START SOURCE DOCUMENT
Table 1: The levels of lipid production and growth rate of Dunaliella salina cultivated in media supplemented with different CO₂ levels.

Figure 1: Effect of CO₂ levels on growth of Dunaliella salina cells.

Lipid CO₂ content of D. salina aerated with different CO₂ levels

Microalgae, as biological system for CO₂-mitigation, have received considerable attention due to their high CO₂ fixation efficiency and high lipid yield [1]. The overall total lipid content (TL) and lipid productivity (TLP) of D. salina cultures aerated with five different CO₂ levels (0.01, 0.03, 3.0, 9.0 and 12.0% CO₂) were determined after 30 days (Table 1). The results revealed that high TL levels were 18.65% and 28.36% in D. salina cultures aerated with 12.0% and 9.0% CO₂, respectively. Hence, this high TL content was about 8 to 6 times that obtained from cultures aerated with 0.03% CO₂ (ambient air). Therefore, under high CO₂ concentration, biosynthesis of lipid compounds may be increased over than other components, mainly proteins compounds or from way of fixed more carbon, as a reserve of energy for the algal growth. This result also is confirmed by the other reports that the D. salina showed the elevation of metabolic of CO₂ and correlated with increasing of lipid biosynthesis [24,28]. Also, it is possible that the high lipid content found in D. salina is as a result of an adaptive strategy for mitigation of CO₂ in its natural environment. The lipid productivities (TLP mg L^-1d^-1) in D. salina culture aerated with 0.01, 0.03, 3.0, 9.0 and 12.0% CO₂ levels for 30-day cultivation were 5.36, 15.10, 25.32, 41.96 and 59.23 mg L^-1d^-1, respectively (Table 1). The values of TLP obtained in this work were laid between most of the TLP values reported in the literature for some microalgae species grew under the same conditions. For instance, TLP was found to be 39 mg L^-1d^-1 for Scenedesmus sp. strain KCTC [29], 52.4 mg L^-1d^-1 for Scenedesmus sp strain JPCC [30], and 58.5 mg L^-1 d^-1 for S. obliquus [31]. From the perspective of engineering applications, the lipid productivity seems to be more important performance index than lipid content for production of biodiesel from microalgal lipids. Moreover, the lipid productivity of 78.73 mg L^-1d^-1 produced from S. obliquus CNW-N ranked in the top 20 species for its use as a potential source of high quality biodiesel [32].
END SOURCE DOCUMENT
START DATASET EXTRACT
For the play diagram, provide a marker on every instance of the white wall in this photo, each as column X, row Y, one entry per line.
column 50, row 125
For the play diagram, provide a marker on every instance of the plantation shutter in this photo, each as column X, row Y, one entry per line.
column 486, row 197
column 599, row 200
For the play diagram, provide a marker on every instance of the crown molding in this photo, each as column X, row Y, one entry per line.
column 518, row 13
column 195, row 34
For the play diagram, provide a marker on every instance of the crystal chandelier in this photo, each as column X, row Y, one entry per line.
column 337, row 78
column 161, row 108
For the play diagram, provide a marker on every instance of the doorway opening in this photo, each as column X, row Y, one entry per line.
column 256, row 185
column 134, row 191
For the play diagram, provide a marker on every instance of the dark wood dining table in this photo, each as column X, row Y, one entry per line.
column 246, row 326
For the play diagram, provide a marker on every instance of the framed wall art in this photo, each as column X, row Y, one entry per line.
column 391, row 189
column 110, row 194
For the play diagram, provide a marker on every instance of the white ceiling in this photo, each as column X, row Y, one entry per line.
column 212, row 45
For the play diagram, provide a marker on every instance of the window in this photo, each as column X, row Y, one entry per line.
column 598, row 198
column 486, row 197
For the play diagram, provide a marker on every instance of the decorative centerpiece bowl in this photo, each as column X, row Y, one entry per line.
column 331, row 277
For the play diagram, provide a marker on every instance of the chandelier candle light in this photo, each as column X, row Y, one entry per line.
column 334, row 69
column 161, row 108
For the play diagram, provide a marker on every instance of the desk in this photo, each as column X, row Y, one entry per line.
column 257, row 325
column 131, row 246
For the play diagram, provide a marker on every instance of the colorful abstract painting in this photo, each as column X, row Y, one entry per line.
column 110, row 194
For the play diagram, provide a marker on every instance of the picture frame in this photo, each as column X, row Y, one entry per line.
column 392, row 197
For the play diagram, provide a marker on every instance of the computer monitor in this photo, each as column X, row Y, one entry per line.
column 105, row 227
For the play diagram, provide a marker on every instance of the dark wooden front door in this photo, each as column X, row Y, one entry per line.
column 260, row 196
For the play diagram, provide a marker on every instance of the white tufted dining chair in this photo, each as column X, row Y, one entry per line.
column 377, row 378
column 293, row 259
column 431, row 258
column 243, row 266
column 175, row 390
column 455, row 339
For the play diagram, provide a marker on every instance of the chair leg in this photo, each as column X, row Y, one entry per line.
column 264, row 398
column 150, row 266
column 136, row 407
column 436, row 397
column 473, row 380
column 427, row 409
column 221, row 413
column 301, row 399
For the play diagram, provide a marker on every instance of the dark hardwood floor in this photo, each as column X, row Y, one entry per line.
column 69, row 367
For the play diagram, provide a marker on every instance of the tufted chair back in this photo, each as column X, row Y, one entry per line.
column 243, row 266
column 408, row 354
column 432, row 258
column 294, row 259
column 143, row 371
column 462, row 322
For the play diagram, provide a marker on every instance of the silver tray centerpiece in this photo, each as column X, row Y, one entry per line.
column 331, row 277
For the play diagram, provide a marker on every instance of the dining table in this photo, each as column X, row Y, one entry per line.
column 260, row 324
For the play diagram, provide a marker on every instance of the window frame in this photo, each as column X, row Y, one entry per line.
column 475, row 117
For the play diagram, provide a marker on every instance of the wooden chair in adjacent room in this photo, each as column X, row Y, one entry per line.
END DATASET EXTRACT
:: ASSIGNED TASK A ::
Answer these from the passage on CO₂ levels and lipid in D. salina, one answer per line, marked (i), (ii), (iii):
(i) After how many days were total lipid content and lipid productivity determined?
(ii) Which CO₂ level does the passage identify as ambient air?
(iii) What lipid productivity is reported for S. obliquus CNW-N?
:: ASSIGNED TASK B ::
Using the passage on CO₂ levels and lipid in D. salina, explain in one to three sentences why lipid biosynthesis may increase under high CO₂ concentration.
:: ASSIGNED TASK C ::
Continue the passage on CO₂ levels and lipid in D. salina, starting after its final sentence.
None of the records are needed for this work.

:: WRITTEN RESPONSE A ::
(i) 30 days
(ii) 0.03% CO₂
(iii) 78.73 mg L^-1d^-1

:: WRITTEN RESPONSE B ::
Under high CO₂, lipid compounds may be synthesized in preference to other components, mainly proteins, or through fixing more carbon. The lipid serves as an energy reserve for algal growth. The passage also suggests the high lipid content may be an adaptive strategy for mitigating CO₂ in the alga's natural environment.

:: WRITTEN RESPONSE C ::
Effect of CO₂ level on fatty acid composition

Effect of CO₂ levels on the fatty acids profile (FAs) of D. salina cultures was illustrated by the GC-FID analysis (Table 2). No significant differences in quality of FAs compositions were recorded among all D. salina cultures aerated with various CO₂ concentrations. The most abundant fatty acids were palmitic acid (C16:0, 24.85% - 27.26%), oleic (C18:1, 1.81- 3.81%), linoleic (C18:2, 9.34- 6.47%) and linolenic acid (C18:3, 4.79- 6.65% of the total fatty acids). Also, other fatty acids, e.g., myristic (14:0, 4.11 – 10.12 %) and stearic (18:0, 1.05 - 1.81% of the total fatty acids) were identified as minor FAs. Thus, D. salina contained high quantity (85%) of saturated (Cn:0) fatty acids than that (16.41%) of unsaturated fatty acids (C18: 1,2,3,4) (Table 4). However, the composition of fatty acids of D. salina was similar to those reported for D. tertiolecta grew under the similar conditions [27], where the C16:0 and C18:3 were identified as the most abundant FAs. The present FAs profiles are similar to those reported in D. tertiolecta by Gouveia and Oliveira [33], they identified C18:2, C18:3 and C16:0 as major fatty acids followed by small quantity of C18:0 and C16:1. In general, the fatty acid composition in microalgae varies according to culture conditions, with predominating of special fatty acids [8,28].

Table 2: Fatty acids composition of Dunaliella salina culture aerated with various CO₂ levels.

Biodiesel from Dunelliela salina

The chain length, degree of unsaturation, and proportion of total lipids made up by triglycerides are important algal lipid characteristics for biodiesel production and may affect the quality of biodiesel [32]. In this study, D.salina biodiesel was characterized by high content of methyl ester fatty acids of C16:0, followed by C18:3 and C18:2. However, the higher content of saturated chains (such as C16:0) in D. salina biodiesel may be expected to produce a more stable fuel without considering the effect of the naturally occurring antioxidants in D. salina lipids. In general, the present results revealed that the FAME in D. salina contained the saturated and unsaturated carbon chain lengths from C16 to C18 (Tables 3 and 4). The relative high proportion of saturated (85%) fatty acids in D. salina algae is considered an optimal composition from a fuel quality standpoint. This profile is like that present in Dunaliella sp. and lipids found in other microalgae species that could be considered as potential organism for biodiesel production [24,27].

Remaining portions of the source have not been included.